• **Records from a data source**
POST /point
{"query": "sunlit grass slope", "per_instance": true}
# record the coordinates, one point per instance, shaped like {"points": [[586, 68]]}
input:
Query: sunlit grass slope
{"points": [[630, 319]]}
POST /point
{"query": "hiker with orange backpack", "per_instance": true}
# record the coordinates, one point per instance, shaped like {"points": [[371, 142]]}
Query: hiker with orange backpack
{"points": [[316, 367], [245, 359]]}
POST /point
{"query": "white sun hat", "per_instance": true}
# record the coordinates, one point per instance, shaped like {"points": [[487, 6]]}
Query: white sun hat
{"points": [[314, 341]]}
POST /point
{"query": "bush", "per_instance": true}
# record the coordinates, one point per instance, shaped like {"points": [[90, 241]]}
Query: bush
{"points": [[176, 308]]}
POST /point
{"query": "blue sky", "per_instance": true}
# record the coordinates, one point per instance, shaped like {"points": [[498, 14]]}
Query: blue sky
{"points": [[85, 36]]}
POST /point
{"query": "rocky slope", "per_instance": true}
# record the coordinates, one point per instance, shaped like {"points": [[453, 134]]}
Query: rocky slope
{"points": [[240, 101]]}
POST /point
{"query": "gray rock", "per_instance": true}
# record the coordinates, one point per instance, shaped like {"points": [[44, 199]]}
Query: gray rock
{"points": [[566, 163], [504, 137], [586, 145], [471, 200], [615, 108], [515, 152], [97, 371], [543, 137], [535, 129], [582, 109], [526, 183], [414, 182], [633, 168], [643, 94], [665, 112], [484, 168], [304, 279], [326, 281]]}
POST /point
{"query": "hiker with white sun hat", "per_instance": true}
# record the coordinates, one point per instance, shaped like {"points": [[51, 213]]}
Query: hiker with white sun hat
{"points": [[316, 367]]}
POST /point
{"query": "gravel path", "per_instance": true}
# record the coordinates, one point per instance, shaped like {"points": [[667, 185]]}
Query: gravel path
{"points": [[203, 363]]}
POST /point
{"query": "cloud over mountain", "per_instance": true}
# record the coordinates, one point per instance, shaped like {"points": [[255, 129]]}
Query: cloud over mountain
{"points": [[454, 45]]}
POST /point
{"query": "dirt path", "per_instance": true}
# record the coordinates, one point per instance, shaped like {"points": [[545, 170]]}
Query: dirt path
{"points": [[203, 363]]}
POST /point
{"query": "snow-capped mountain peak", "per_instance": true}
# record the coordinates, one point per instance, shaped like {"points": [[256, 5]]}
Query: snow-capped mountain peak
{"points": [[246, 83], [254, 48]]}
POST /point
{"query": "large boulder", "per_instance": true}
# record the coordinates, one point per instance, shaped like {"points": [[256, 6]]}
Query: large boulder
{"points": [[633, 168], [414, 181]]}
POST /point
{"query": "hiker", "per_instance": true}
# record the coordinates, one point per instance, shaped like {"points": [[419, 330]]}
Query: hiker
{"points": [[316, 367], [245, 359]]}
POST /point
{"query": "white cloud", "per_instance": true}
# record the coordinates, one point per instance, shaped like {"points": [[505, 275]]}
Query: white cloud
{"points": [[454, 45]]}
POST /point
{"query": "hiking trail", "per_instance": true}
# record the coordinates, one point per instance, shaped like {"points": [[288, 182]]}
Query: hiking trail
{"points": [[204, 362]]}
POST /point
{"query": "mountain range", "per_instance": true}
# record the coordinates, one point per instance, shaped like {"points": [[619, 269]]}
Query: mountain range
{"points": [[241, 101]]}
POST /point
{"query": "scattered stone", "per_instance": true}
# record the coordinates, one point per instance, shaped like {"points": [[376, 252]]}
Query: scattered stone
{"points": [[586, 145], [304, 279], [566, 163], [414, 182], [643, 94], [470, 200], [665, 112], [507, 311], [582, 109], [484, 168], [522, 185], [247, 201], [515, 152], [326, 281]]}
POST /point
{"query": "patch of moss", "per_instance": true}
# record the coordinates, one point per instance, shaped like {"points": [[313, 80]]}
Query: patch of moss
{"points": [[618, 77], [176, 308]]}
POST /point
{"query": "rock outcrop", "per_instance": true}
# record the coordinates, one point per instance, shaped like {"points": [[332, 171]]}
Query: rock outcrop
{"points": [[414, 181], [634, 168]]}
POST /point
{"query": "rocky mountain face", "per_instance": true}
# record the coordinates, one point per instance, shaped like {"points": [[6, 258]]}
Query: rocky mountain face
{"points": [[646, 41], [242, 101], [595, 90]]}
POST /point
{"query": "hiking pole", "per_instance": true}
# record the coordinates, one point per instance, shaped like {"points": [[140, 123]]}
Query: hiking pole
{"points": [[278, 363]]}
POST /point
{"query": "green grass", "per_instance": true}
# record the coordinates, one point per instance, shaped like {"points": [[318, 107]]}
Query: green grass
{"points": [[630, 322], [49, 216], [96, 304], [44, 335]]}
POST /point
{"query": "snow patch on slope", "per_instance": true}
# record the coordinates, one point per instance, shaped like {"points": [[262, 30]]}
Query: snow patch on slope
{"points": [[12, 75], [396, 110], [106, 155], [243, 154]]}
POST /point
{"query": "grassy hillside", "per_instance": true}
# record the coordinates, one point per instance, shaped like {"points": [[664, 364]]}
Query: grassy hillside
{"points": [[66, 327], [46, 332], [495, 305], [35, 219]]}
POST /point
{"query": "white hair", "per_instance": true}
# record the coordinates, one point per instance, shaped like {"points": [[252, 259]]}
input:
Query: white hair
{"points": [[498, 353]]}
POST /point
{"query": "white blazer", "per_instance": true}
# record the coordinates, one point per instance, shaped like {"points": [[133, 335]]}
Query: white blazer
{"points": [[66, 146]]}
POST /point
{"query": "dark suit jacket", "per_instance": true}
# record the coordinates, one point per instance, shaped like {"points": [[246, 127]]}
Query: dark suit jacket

• **EXERCISE OBJECTIVE**
Write out the full listing exactly as given.

• **FULL OUTPUT**
POST /point
{"query": "sunlit grass slope", "per_instance": true}
# record the coordinates, one point per instance, shaped like {"points": [[586, 68]]}
input:
Query: sunlit grass slope
{"points": [[630, 319]]}
POST /point
{"query": "hiker with orange backpack", "per_instance": true}
# record the coordinates, one point per instance, shaped like {"points": [[371, 142]]}
Query: hiker with orange backpack
{"points": [[316, 367], [245, 359]]}
POST /point
{"query": "white sun hat", "per_instance": true}
# record the coordinates, one point per instance, shaped like {"points": [[487, 6]]}
Query: white sun hat
{"points": [[314, 341]]}
POST /point
{"query": "bush", "per_instance": true}
# record the coordinates, one point per instance, shaped like {"points": [[90, 241]]}
Query: bush
{"points": [[176, 308]]}
POST /point
{"query": "blue sky", "per_instance": true}
# record the coordinates, one point per instance, shaped like {"points": [[498, 14]]}
Query: blue sky
{"points": [[85, 36]]}
POST /point
{"query": "rocky slope", "per_instance": true}
# record the coordinates, one point per instance, shaped like {"points": [[453, 134]]}
Query: rocky slope
{"points": [[240, 101]]}
POST /point
{"query": "gray rock", "per_instance": true}
# record the coordinates, one point per instance, shaped like {"points": [[44, 199]]}
Query: gray rock
{"points": [[566, 163], [504, 137], [586, 145], [471, 200], [615, 108], [515, 152], [97, 371], [543, 137], [535, 129], [582, 109], [526, 183], [414, 182], [633, 168], [643, 94], [665, 112], [484, 168], [304, 279], [326, 281]]}
POST /point
{"query": "hiker with white sun hat", "per_instance": true}
# record the coordinates, one point per instance, shaped like {"points": [[51, 213]]}
Query: hiker with white sun hat
{"points": [[316, 367]]}
POST /point
{"query": "gravel path", "per_instance": true}
# record the coordinates, one point per instance, shaped like {"points": [[667, 185]]}
Query: gravel path
{"points": [[203, 363]]}
POST /point
{"query": "cloud over mountain", "per_instance": true}
# record the coordinates, one point per instance, shaped like {"points": [[255, 129]]}
Query: cloud over mountain
{"points": [[454, 45]]}
POST /point
{"query": "dirt path", "per_instance": true}
# record the coordinates, one point per instance, shaped like {"points": [[545, 170]]}
Query: dirt path
{"points": [[203, 363]]}
POST /point
{"query": "snow-capped mountain peak", "per_instance": true}
# record the coordinates, one point per instance, shaped like {"points": [[256, 5]]}
Query: snow-capped mountain peak
{"points": [[246, 83], [254, 48]]}
POST /point
{"query": "large boulder", "per_instance": true}
# record the coordinates, one point per instance, shaped like {"points": [[256, 6]]}
Query: large boulder
{"points": [[633, 168], [414, 181]]}
POST /point
{"query": "hiker", "per_instance": true}
# record the coordinates, one point per instance, shaped like {"points": [[419, 330]]}
Query: hiker
{"points": [[316, 367], [245, 359]]}
POST /point
{"query": "white cloud", "per_instance": true}
# record the coordinates, one point per instance, shaped like {"points": [[505, 275]]}
Query: white cloud
{"points": [[454, 45]]}
POST /point
{"query": "hiking trail", "per_instance": true}
# record the coordinates, one point per instance, shaped like {"points": [[288, 182]]}
Query: hiking trail
{"points": [[204, 362]]}
POST /point
{"query": "mountain range", "per_instance": true}
# record the coordinates, one point per instance, shaped like {"points": [[619, 269]]}
Query: mountain range
{"points": [[241, 101]]}
POST /point
{"query": "scattered stone", "per_instance": true}
# record the coordinates, one point per instance, shaped like {"points": [[376, 252]]}
Query: scattered stone
{"points": [[586, 145], [304, 279], [566, 163], [414, 182], [643, 94], [470, 200], [665, 112], [507, 311], [582, 109], [484, 168], [522, 185], [247, 201], [515, 152], [326, 281]]}
POST /point
{"query": "patch of moss", "per_instance": true}
# record the coordinates, one point per instance, shaped like {"points": [[313, 80]]}
Query: patch of moss
{"points": [[618, 77], [176, 308]]}
POST /point
{"query": "rock outcrop", "per_instance": true}
# record the coordinates, one point per instance, shaped like {"points": [[332, 171]]}
Query: rock outcrop
{"points": [[414, 181], [634, 168]]}
POST /point
{"query": "rocky mountain face", "per_instance": true}
# record the coordinates, one point per instance, shaped like {"points": [[6, 258]]}
Query: rocky mountain face
{"points": [[646, 41], [242, 101], [595, 90]]}
POST /point
{"query": "hiking pole", "per_instance": true}
# record the coordinates, one point per instance, shaped like {"points": [[140, 123]]}
Query: hiking pole
{"points": [[278, 363]]}
POST /point
{"query": "green grass", "per_instance": true}
# record the coordinates, one point per instance, shaped like {"points": [[318, 107]]}
Query: green grass
{"points": [[630, 322], [49, 216], [96, 304], [44, 335]]}
POST /point
{"query": "snow patch on slope", "per_instance": true}
# record the coordinates, one point per instance, shaped like {"points": [[262, 30]]}
Query: snow patch on slope
{"points": [[12, 75], [396, 110], [106, 155], [243, 154]]}
POST /point
{"query": "grassy hillside", "per_instance": true}
# record the coordinates, one point per instance, shaped like {"points": [[664, 364]]}
Query: grassy hillside
{"points": [[66, 327], [46, 332], [495, 305], [35, 219]]}
POST /point
{"query": "white hair", "per_instance": true}
# record the coordinates, one point per instance, shaped like {"points": [[252, 259]]}
input:
Query: white hair
{"points": [[498, 353]]}
POST /point
{"query": "white blazer", "per_instance": true}
# record the coordinates, one point per instance, shaped like {"points": [[133, 335]]}
Query: white blazer
{"points": [[66, 146]]}
POST /point
{"query": "dark suit jacket", "per_instance": true}
# record the coordinates, one point per instance, shaped like {"points": [[246, 127]]}
Query: dark suit jacket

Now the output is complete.